[Stored entries]
>> start

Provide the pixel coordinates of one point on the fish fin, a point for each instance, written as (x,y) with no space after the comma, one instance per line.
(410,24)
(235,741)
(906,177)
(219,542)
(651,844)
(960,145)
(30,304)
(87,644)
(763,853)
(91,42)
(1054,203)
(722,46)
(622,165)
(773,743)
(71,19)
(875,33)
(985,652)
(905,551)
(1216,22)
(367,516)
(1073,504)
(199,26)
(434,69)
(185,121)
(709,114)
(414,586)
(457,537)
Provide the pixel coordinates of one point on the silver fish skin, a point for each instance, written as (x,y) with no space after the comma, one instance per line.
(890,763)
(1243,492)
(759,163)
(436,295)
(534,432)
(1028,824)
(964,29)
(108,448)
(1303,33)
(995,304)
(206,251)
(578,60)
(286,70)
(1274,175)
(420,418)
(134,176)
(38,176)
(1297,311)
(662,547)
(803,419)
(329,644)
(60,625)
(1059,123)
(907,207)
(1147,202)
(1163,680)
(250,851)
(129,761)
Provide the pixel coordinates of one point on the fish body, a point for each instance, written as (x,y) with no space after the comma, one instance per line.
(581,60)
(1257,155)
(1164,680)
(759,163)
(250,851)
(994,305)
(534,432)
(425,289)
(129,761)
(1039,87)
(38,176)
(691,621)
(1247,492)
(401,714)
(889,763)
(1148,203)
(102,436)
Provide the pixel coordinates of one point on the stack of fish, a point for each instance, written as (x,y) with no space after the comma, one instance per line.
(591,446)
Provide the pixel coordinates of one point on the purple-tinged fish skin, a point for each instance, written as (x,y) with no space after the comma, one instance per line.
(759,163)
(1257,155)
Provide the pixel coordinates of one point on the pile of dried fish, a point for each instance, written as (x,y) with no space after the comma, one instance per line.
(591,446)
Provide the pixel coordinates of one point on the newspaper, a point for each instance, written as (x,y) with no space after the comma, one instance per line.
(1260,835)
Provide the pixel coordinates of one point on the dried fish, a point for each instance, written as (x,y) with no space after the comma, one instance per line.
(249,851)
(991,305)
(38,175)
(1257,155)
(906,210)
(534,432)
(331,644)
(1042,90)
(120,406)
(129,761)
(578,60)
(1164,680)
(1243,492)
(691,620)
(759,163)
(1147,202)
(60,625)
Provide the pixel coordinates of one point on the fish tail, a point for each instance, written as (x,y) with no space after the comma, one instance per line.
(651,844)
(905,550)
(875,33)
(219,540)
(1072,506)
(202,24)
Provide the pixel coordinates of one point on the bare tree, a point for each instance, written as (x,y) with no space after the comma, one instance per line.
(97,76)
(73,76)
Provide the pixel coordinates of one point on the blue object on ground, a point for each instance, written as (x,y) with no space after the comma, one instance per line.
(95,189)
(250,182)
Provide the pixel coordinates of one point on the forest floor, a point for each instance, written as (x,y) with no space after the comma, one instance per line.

>> end

#### What is needed:
Extract the listing in its entirety, matching it exactly.

#### Task solution:
Provide the pixel coordinates of one point on the fish fin, a point for each instance, written as (x,y) with no space after the comma, one instance per line.
(410,24)
(235,741)
(906,177)
(219,542)
(651,844)
(960,145)
(30,304)
(87,644)
(763,853)
(91,42)
(1054,203)
(722,46)
(622,165)
(773,743)
(71,19)
(875,33)
(985,652)
(905,551)
(1216,22)
(367,516)
(1073,504)
(199,26)
(434,69)
(185,121)
(709,114)
(414,586)
(457,537)
Provide the pixel coordinates of one point on the silver fish skin, a point for each instance, written as (x,y) with no space after the comma, one instance per line.
(890,763)
(1243,492)
(759,163)
(436,295)
(534,432)
(1028,824)
(964,29)
(108,448)
(1303,33)
(995,304)
(206,251)
(578,60)
(286,70)
(1274,175)
(420,418)
(134,176)
(38,176)
(1297,311)
(662,547)
(803,419)
(329,644)
(60,625)
(1059,123)
(907,207)
(1147,202)
(1163,680)
(250,851)
(129,761)
Provide the pixel coordinates of one point on the fish body, a point for each instance, written as (x,y) with no space after the comma, one instance per line.
(581,60)
(1257,155)
(1164,680)
(759,163)
(250,851)
(994,305)
(534,432)
(425,289)
(129,761)
(1039,87)
(38,176)
(691,621)
(1247,492)
(401,714)
(889,763)
(1148,203)
(102,436)
Provide the pixel coordinates of one point on the stack of fish, a point for each instance, written as (x,y) with no space after the comma, one instance per line.
(591,446)
Provide the pixel coordinates of one point on the purple-tinged fish skin, a point for each instance, written as (x,y) with no space after the comma, one instance per line.
(759,163)
(1257,155)
Provide the pixel coordinates of one point on the pile of dried fish, a point for each instance, written as (x,y) with no space after the comma, one instance per line.
(591,446)
Provide the pixel coordinates of one point on the newspaper, a point for each instance, written as (x,y) with no space after the comma, one instance per line.
(1260,835)
Provide the pixel coordinates of one point on the dried fish, a point for each instance, written as (x,y) with no space after the comma, one instance per line.
(249,851)
(991,305)
(38,175)
(1257,155)
(906,210)
(534,432)
(331,644)
(1042,90)
(120,406)
(129,761)
(578,60)
(1164,680)
(1243,492)
(691,620)
(759,163)
(1147,202)
(60,625)
Provide the pixel coordinates of one point on the fish tail, a point for each instance, written as (x,y) with no space after the comma, one instance per line.
(651,844)
(905,550)
(875,33)
(219,540)
(1072,506)
(202,24)
Provide the pixel coordinates of one point on the bare tree, a point for each instance, written as (x,y) with no space after the comma, one instance per line.
(97,76)
(73,76)
Provide the pixel coordinates of one point on the blue object on ground, a point for each instance, written as (x,y) with no space after the comma, one instance per line.
(95,189)
(250,182)
Provide the pixel coordinates of one point on the forest floor, a point for each instance, written as (x,y) with no space after the comma, one instance per line.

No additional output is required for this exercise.